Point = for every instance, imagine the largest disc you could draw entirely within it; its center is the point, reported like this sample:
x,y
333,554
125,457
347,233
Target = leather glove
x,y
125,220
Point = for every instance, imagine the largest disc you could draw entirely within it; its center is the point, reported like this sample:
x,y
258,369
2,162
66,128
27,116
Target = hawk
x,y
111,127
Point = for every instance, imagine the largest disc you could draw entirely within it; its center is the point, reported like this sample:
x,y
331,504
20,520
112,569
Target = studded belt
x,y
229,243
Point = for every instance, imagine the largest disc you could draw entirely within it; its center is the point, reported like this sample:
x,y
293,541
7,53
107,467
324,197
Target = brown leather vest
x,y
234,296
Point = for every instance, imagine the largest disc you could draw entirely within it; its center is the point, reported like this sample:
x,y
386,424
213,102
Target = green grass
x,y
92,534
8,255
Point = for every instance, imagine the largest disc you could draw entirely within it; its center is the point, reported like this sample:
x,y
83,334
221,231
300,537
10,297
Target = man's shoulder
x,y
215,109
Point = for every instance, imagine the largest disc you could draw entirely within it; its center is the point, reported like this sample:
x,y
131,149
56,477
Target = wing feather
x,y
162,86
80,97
● ● ● ●
→ Prompt
Repeat the data word for word, leaving out no line.

→ Response
Point = for every instance, imagine the largest disc you could draw entirely within it; its center is the point, reported like this sample:
x,y
333,554
125,457
347,233
Target = leather glove
x,y
125,220
Point = for every instance, imagine the largest disc you could draw entirely within it; its center is the point, reported like this sample:
x,y
258,369
2,162
66,128
27,116
Target = hawk
x,y
111,127
Point = for every instance, imagine the largest disc you could draw entirely within it; its center is the point, reported like this sample:
x,y
331,504
20,520
112,569
Target = studded belt
x,y
229,243
Point = for every instance, imagine the largest disc you could draw entirely within it; its center is the point, reported like this sample:
x,y
293,541
7,53
107,467
324,197
Target = brown leather vest
x,y
234,296
Point = for every instance, imagine the largest disc you could draw entirely within it; its center is the point, reported like this sample:
x,y
386,424
213,102
Target = green grass
x,y
92,534
8,255
Point = for every instance, imagine the largest disc you could draw entirely within it; its center is the point, reported like this sample:
x,y
83,334
221,231
300,537
10,297
Target = man's shoulder
x,y
215,109
Point = for every instance, imagine the largest disc you could draw entirely within it; its center is the point, reported like this sample:
x,y
131,149
56,477
Target = wing feather
x,y
162,86
80,97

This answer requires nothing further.